REQUIRED ACTION: The entries underneath need to be duplicated exactly, with none omitted.

[Dataset items]
= Beginning of Section =

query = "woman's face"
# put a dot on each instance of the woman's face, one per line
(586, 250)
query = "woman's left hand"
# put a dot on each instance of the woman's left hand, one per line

= End of Section =

REPLY:
query = "woman's face"
# put a dot on each instance of the woman's face, one per line
(586, 250)
query = "woman's left hand"
# put a dot on each instance of the woman's left hand, one per line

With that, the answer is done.